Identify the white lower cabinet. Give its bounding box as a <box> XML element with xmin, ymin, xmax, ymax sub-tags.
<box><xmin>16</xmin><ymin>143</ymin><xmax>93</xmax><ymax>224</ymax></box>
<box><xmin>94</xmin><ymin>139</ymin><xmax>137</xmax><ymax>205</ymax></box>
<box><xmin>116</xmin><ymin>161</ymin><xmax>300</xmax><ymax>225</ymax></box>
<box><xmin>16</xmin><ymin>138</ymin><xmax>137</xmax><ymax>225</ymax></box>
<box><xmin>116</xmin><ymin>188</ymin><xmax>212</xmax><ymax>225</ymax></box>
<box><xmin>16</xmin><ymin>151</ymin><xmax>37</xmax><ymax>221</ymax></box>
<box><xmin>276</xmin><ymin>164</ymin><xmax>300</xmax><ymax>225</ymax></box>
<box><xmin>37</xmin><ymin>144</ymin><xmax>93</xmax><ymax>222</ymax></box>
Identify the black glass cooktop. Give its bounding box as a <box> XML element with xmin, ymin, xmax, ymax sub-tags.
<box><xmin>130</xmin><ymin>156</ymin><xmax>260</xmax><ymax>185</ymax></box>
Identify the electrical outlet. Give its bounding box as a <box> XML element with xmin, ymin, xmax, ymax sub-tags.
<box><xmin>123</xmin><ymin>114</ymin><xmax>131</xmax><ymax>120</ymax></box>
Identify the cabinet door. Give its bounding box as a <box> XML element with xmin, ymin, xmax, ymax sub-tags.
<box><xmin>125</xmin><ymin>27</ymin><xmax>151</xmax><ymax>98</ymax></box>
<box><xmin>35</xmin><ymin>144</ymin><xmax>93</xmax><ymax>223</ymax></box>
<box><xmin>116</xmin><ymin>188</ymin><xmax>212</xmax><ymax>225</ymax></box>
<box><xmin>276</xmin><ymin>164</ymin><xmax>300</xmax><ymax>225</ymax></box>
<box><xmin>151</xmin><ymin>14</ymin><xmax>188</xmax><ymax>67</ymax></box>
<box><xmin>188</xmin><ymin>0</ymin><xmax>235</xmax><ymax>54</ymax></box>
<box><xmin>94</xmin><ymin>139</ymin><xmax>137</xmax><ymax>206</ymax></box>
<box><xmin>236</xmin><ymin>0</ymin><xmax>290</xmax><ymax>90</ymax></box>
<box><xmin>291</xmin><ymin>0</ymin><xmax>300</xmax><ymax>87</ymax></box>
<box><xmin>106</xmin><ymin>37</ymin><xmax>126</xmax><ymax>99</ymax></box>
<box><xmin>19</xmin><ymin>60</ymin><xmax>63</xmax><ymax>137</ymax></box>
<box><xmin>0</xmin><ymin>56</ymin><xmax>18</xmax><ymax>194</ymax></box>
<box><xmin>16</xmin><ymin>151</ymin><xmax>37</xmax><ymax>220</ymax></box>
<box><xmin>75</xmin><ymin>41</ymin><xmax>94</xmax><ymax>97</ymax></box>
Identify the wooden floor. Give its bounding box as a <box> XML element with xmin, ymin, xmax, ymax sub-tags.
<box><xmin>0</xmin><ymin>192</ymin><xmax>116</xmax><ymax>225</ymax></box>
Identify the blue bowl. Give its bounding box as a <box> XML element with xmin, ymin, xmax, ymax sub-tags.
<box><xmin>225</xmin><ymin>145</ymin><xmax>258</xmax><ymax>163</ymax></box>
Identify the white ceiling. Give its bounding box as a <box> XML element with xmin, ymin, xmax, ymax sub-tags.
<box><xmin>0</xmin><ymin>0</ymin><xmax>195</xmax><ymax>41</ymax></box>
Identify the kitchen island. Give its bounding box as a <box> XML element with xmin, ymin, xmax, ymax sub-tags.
○ ○ ○ ○ ○
• [WHAT THE TASK REQUIRES]
Format the records above as a Markdown table with two columns, Row and Text. Put each nonblank line in its own row, numbered in order, and skip blank lines.

• [TASK OUTPUT]
| Row | Text |
|---|---|
| 1 | Identify the white lower cabinet. Give its bounding box as a <box> XML element with xmin, ymin, xmax, ymax sub-tags. |
| 2 | <box><xmin>16</xmin><ymin>143</ymin><xmax>93</xmax><ymax>224</ymax></box> |
| 3 | <box><xmin>94</xmin><ymin>139</ymin><xmax>137</xmax><ymax>205</ymax></box> |
| 4 | <box><xmin>116</xmin><ymin>161</ymin><xmax>300</xmax><ymax>225</ymax></box> |
| 5 | <box><xmin>16</xmin><ymin>138</ymin><xmax>137</xmax><ymax>225</ymax></box> |
| 6 | <box><xmin>116</xmin><ymin>188</ymin><xmax>212</xmax><ymax>225</ymax></box> |
| 7 | <box><xmin>16</xmin><ymin>151</ymin><xmax>37</xmax><ymax>221</ymax></box> |
| 8 | <box><xmin>276</xmin><ymin>164</ymin><xmax>300</xmax><ymax>225</ymax></box> |
| 9 | <box><xmin>37</xmin><ymin>144</ymin><xmax>93</xmax><ymax>222</ymax></box> |
| 10 | Identify the black glass cooktop. Give its bounding box as a <box> XML element with xmin, ymin, xmax, ymax sub-tags. |
| 11 | <box><xmin>130</xmin><ymin>156</ymin><xmax>260</xmax><ymax>185</ymax></box> |
| 12 | Identify the electrical outlet. Give its bounding box as a <box> XML element with xmin, ymin, xmax, ymax sub-tags. |
| 13 | <box><xmin>123</xmin><ymin>114</ymin><xmax>131</xmax><ymax>120</ymax></box> |
| 14 | Identify the cabinet door. Give its bounding box as a <box> XML element with xmin, ymin, xmax, ymax sub-tags. |
| 15 | <box><xmin>125</xmin><ymin>27</ymin><xmax>151</xmax><ymax>98</ymax></box> |
| 16 | <box><xmin>35</xmin><ymin>144</ymin><xmax>93</xmax><ymax>223</ymax></box> |
| 17 | <box><xmin>116</xmin><ymin>188</ymin><xmax>212</xmax><ymax>225</ymax></box> |
| 18 | <box><xmin>276</xmin><ymin>164</ymin><xmax>300</xmax><ymax>225</ymax></box> |
| 19 | <box><xmin>151</xmin><ymin>14</ymin><xmax>188</xmax><ymax>67</ymax></box> |
| 20 | <box><xmin>188</xmin><ymin>0</ymin><xmax>235</xmax><ymax>54</ymax></box> |
| 21 | <box><xmin>94</xmin><ymin>139</ymin><xmax>137</xmax><ymax>206</ymax></box> |
| 22 | <box><xmin>236</xmin><ymin>0</ymin><xmax>290</xmax><ymax>90</ymax></box> |
| 23 | <box><xmin>291</xmin><ymin>0</ymin><xmax>300</xmax><ymax>87</ymax></box> |
| 24 | <box><xmin>106</xmin><ymin>37</ymin><xmax>126</xmax><ymax>99</ymax></box> |
| 25 | <box><xmin>19</xmin><ymin>60</ymin><xmax>63</xmax><ymax>137</ymax></box> |
| 26 | <box><xmin>0</xmin><ymin>56</ymin><xmax>18</xmax><ymax>194</ymax></box> |
| 27 | <box><xmin>16</xmin><ymin>151</ymin><xmax>37</xmax><ymax>220</ymax></box> |
| 28 | <box><xmin>75</xmin><ymin>41</ymin><xmax>94</xmax><ymax>97</ymax></box> |
| 29 | Identify the wooden floor. Give its bounding box as a <box> XML element with xmin, ymin, xmax, ymax sub-tags. |
| 30 | <box><xmin>0</xmin><ymin>192</ymin><xmax>116</xmax><ymax>225</ymax></box> |
| 31 | Identify the blue bowl. Give its bounding box as a <box> XML element with xmin, ymin, xmax, ymax sub-tags. |
| 32 | <box><xmin>225</xmin><ymin>145</ymin><xmax>258</xmax><ymax>163</ymax></box> |
| 33 | Identify the white ceiling. Give its bounding box as a <box> XML element with xmin, ymin, xmax, ymax sub-tags. |
| 34 | <box><xmin>0</xmin><ymin>0</ymin><xmax>195</xmax><ymax>41</ymax></box> |
| 35 | Identify the kitchen island. Give its bounding box as a <box> XML element with xmin, ymin, xmax, ymax sub-tags. |